Saved data entries
- Opening Delimiter -

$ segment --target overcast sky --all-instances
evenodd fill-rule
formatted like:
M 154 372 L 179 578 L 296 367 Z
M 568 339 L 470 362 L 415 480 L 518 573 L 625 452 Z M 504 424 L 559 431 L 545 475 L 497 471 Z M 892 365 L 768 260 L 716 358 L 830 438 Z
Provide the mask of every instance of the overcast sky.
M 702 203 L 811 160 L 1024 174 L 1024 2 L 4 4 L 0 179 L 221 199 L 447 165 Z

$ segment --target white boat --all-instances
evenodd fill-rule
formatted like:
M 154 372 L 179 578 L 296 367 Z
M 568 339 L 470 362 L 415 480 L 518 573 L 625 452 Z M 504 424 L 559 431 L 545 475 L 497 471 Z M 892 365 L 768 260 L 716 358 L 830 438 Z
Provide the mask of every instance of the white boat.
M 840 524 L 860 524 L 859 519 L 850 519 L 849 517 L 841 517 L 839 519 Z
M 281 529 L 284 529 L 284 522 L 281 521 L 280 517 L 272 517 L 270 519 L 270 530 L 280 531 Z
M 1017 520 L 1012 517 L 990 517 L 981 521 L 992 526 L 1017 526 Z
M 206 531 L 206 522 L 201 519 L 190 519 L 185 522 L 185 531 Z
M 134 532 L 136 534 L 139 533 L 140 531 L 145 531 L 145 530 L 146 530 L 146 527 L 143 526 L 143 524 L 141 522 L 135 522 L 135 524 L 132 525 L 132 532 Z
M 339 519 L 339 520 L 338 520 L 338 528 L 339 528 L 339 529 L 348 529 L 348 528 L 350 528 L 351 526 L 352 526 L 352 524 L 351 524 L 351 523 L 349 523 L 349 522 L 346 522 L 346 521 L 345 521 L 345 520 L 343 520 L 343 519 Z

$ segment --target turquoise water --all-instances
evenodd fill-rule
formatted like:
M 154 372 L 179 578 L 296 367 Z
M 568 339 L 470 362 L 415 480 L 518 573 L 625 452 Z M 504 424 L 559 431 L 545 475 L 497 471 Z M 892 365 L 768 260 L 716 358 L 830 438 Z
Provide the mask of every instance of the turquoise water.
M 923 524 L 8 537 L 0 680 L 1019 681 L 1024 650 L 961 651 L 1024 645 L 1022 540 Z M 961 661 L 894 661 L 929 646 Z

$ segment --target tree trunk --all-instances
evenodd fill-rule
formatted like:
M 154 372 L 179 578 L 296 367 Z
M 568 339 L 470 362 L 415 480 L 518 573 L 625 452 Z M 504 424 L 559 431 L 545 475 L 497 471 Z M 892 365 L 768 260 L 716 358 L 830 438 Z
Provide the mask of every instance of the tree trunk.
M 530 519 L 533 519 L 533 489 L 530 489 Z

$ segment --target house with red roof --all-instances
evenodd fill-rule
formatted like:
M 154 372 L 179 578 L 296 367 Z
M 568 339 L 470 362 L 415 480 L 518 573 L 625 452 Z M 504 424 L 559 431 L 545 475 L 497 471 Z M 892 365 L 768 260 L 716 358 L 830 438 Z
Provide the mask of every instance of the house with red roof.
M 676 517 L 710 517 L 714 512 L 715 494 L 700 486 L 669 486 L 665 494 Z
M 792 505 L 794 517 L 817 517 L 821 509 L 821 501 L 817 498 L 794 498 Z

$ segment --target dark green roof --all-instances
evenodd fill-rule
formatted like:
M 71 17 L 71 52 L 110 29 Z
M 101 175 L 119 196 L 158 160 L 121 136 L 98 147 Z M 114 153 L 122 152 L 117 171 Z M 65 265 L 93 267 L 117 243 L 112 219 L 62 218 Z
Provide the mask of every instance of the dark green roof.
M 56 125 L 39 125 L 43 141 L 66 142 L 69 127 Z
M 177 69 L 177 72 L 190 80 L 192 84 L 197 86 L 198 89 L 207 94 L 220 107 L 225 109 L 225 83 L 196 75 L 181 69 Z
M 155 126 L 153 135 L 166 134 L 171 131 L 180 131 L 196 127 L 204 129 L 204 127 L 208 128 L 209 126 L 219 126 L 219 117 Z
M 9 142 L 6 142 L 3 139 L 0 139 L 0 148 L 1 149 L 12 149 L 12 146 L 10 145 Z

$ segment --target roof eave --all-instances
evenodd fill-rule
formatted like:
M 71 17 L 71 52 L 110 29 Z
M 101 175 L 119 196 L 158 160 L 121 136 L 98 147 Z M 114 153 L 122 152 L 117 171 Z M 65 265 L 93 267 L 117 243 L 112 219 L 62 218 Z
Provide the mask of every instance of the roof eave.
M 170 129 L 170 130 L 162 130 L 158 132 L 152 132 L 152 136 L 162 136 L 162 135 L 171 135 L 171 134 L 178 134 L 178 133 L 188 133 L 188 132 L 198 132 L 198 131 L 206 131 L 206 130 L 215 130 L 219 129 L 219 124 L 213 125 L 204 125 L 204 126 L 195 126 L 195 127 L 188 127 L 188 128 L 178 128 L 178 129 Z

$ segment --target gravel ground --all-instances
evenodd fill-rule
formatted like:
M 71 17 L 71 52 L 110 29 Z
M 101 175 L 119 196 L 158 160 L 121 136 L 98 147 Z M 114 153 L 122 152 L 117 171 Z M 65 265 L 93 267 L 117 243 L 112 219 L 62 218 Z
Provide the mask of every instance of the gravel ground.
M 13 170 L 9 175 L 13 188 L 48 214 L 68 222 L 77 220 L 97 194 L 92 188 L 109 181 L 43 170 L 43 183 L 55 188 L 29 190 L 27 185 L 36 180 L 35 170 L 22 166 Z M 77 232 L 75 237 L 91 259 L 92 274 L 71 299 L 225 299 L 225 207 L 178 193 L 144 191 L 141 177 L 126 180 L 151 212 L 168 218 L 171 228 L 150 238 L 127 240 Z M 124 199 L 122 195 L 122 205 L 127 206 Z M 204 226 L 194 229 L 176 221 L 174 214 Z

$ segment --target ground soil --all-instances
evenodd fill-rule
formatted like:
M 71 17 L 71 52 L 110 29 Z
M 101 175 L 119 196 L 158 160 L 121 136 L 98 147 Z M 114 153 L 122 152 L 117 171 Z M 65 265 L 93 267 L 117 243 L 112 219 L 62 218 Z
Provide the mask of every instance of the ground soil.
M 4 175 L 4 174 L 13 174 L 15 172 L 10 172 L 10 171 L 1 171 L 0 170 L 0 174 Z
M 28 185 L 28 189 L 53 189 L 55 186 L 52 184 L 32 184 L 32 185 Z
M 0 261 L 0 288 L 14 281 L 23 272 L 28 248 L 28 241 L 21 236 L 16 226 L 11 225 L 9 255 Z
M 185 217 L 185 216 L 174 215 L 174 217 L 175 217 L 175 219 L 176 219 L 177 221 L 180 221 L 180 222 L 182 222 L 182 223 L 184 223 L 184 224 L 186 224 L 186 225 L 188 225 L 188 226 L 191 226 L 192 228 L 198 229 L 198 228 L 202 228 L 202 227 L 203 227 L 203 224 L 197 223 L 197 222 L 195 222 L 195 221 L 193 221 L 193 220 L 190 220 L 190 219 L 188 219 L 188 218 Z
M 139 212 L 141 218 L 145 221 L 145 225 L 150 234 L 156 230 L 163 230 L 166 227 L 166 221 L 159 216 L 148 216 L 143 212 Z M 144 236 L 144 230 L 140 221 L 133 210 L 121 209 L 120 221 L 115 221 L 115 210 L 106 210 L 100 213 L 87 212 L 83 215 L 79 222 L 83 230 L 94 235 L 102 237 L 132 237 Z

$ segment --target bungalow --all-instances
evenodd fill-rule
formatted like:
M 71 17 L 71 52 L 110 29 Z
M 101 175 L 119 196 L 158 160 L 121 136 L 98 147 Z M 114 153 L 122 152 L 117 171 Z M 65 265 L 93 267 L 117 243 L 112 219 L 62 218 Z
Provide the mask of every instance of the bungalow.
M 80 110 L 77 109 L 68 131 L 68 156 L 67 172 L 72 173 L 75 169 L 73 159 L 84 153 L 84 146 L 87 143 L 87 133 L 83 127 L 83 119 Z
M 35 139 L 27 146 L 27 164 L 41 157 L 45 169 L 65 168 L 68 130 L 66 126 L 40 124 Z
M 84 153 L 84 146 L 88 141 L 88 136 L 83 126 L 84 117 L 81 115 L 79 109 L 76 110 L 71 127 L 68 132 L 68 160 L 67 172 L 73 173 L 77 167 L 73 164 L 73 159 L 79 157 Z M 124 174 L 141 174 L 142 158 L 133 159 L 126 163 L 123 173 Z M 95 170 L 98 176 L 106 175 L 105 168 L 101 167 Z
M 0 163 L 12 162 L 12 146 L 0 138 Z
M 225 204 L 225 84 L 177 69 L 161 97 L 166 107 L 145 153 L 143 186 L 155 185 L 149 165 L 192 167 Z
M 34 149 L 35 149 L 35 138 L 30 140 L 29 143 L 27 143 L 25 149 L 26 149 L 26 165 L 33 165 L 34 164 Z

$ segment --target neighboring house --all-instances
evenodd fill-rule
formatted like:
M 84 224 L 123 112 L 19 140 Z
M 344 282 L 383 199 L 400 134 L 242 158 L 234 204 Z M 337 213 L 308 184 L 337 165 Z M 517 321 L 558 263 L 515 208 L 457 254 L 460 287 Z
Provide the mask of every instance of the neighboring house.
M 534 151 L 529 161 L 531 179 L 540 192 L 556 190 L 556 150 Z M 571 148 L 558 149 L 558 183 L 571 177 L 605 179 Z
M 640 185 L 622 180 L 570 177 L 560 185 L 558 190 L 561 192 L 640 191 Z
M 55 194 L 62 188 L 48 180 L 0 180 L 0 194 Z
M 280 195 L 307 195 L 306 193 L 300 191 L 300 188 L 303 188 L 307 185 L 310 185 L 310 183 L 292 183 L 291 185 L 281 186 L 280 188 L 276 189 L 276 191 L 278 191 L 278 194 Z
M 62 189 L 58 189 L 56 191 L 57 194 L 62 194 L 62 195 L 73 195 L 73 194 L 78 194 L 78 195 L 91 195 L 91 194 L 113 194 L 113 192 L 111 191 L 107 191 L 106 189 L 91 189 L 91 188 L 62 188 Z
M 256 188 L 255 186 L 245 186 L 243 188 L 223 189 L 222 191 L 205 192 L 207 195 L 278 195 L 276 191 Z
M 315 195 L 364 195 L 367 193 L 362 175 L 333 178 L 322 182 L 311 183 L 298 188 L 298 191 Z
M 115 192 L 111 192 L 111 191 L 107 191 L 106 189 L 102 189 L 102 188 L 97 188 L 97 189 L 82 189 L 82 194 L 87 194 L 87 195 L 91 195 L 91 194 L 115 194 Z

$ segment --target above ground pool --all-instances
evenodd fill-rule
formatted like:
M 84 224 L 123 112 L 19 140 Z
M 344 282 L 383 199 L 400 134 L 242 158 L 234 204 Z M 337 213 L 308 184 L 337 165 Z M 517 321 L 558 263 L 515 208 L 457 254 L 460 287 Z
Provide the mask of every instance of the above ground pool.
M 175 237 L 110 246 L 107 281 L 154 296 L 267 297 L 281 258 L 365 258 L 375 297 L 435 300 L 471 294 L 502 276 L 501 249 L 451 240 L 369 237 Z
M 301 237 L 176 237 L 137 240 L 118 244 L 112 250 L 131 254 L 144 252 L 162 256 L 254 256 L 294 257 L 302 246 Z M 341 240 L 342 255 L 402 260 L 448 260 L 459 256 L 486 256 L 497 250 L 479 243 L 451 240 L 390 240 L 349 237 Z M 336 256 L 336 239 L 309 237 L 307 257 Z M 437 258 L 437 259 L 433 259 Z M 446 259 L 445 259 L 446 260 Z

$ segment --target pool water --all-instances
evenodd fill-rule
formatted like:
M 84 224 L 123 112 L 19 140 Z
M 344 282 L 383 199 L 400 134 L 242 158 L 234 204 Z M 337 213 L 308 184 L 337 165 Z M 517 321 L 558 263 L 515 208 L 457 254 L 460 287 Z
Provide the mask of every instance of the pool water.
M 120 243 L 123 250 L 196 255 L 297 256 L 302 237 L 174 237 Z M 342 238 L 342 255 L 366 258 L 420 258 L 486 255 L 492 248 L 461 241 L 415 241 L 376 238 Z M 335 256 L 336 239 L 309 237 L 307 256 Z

- Closing Delimiter -

_How to complete this task_. Please return only the lines from the one that contains "Provide the mask of every instance of the pool" through the final line of the entries, each exactly as written.

_Answer box_.
Provide the mask of every instance of the pool water.
M 120 243 L 123 250 L 196 255 L 297 256 L 302 237 L 174 237 Z M 342 238 L 342 255 L 366 258 L 420 258 L 486 255 L 492 248 L 461 241 L 415 241 L 376 238 Z M 335 256 L 336 239 L 309 237 L 307 256 Z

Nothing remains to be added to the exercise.